• [DATA RECORDS]
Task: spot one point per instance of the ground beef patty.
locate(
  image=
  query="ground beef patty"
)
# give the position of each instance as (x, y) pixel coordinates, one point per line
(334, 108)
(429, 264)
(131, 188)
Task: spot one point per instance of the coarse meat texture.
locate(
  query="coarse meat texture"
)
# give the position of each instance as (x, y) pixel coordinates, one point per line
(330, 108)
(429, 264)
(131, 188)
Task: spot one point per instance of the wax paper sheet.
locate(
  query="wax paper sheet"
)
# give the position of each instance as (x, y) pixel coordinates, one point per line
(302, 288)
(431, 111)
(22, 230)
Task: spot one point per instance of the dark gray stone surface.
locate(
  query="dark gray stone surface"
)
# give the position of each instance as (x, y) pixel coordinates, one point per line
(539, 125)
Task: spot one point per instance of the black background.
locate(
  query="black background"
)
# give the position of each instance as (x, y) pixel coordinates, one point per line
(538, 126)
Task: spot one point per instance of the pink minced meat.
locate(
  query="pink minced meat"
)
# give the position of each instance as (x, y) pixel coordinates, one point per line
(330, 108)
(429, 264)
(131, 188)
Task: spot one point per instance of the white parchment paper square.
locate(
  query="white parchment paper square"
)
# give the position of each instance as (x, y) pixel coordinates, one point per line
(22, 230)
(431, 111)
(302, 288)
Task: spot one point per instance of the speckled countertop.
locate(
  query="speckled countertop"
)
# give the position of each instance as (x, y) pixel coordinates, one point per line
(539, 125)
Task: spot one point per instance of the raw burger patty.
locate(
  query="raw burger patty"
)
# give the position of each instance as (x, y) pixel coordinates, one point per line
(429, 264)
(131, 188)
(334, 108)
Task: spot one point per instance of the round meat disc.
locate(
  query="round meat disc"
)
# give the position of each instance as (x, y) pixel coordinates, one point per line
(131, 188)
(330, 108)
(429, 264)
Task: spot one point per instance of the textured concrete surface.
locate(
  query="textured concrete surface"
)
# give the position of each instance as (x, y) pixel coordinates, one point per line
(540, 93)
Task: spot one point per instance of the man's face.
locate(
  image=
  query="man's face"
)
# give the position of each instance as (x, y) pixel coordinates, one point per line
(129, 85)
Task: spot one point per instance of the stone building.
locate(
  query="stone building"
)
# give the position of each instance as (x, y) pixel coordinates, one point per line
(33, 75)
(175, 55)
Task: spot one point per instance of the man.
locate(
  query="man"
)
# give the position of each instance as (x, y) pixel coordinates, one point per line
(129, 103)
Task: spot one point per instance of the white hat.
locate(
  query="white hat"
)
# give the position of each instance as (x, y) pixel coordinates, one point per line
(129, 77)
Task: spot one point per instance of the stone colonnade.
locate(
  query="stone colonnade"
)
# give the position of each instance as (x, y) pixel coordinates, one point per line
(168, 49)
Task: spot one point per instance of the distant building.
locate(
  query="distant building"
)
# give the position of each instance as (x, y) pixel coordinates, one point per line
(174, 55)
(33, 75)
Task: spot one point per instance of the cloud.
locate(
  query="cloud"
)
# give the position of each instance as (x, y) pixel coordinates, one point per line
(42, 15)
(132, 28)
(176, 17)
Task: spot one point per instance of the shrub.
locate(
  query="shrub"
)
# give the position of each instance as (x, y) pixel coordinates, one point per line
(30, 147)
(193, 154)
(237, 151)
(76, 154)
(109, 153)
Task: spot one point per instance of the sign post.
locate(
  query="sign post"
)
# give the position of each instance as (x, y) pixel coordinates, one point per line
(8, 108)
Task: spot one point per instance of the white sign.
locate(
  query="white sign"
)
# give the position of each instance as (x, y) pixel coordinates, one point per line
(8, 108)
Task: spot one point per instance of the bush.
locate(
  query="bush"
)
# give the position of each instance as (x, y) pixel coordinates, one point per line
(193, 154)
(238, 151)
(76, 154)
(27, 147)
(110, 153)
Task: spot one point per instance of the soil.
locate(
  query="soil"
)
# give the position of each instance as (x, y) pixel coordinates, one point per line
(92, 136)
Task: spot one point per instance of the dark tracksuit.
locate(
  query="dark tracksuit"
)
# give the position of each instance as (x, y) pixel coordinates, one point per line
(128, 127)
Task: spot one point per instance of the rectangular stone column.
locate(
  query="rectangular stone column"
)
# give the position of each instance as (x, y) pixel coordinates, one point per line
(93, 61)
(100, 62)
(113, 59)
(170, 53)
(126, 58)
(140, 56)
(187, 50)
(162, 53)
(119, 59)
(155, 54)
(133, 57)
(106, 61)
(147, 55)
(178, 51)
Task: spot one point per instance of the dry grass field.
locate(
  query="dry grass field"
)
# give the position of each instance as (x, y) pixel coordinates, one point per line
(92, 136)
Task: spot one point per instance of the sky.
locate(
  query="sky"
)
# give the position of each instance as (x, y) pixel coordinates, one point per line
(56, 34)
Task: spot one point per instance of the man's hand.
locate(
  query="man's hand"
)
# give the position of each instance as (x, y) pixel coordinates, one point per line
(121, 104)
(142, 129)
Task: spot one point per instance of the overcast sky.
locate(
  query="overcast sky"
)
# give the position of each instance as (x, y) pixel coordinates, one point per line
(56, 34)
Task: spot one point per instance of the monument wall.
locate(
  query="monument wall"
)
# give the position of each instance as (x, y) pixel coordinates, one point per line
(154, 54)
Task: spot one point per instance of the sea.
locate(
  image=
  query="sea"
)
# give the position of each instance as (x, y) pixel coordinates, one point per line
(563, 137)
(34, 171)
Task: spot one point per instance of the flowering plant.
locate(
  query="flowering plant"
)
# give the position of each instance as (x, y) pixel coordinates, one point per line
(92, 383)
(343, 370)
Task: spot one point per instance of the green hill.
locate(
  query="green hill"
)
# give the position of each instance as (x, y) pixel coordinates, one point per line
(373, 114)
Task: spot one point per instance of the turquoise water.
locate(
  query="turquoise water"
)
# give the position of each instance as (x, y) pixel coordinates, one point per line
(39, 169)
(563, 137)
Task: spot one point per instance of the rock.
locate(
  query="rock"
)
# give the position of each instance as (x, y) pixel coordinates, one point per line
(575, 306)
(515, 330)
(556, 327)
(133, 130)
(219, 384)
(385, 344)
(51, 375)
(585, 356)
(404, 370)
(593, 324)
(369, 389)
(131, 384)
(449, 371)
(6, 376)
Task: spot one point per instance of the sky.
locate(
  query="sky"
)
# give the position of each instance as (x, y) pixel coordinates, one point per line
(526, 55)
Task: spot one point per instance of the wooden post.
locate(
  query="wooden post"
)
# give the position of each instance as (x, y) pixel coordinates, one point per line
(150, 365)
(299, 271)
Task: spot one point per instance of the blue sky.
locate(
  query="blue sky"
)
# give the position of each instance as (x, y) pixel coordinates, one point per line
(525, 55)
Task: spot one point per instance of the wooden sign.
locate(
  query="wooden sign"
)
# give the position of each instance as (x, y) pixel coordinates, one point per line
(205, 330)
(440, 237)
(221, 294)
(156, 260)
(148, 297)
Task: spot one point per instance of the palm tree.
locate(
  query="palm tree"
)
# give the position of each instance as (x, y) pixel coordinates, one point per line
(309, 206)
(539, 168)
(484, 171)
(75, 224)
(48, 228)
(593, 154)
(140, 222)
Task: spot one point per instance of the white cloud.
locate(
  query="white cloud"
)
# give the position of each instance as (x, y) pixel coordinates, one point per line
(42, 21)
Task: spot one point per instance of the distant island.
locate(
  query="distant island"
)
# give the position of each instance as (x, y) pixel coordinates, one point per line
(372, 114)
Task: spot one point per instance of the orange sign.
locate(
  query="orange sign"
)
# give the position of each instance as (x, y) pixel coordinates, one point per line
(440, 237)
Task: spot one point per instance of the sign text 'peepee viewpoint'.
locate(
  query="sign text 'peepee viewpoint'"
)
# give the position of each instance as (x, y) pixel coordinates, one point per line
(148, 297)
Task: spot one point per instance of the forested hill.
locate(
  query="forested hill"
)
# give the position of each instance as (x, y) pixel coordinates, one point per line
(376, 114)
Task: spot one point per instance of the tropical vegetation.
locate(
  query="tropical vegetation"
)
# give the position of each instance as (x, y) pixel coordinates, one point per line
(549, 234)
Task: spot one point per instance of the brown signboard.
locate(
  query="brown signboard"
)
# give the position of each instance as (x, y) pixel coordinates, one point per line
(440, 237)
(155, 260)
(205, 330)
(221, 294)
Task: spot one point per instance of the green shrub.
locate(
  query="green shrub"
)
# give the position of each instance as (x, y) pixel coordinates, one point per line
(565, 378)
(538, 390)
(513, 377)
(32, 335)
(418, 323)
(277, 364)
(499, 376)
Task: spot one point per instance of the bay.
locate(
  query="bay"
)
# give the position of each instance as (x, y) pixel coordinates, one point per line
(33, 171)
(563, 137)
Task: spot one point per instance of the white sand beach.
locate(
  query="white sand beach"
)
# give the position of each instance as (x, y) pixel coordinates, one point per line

• [SHORT TASK] Repeat word for word the lines running from the line containing "Task: spot one point per instance of the green shrub." to the end of the entries above, inclusive.

• [PROBLEM SOLUTION]
Task: spot one point per instance of the green shrub.
locate(
  query="green shrub"
)
# give the position of each instance as (x, y) pixel coordinates, one point per line
(565, 378)
(538, 390)
(513, 377)
(32, 335)
(418, 323)
(277, 364)
(499, 376)
Task: spot one point per instance of the bay.
locate(
  query="bay"
)
# give the position of each instance as (x, y) pixel coordinates, one point per line
(33, 171)
(563, 137)
Task: spot one point per instance of the white sand beach.
locate(
  query="white sand beach"
)
# give the position of each instance as (x, y) pixel coordinates, one point per line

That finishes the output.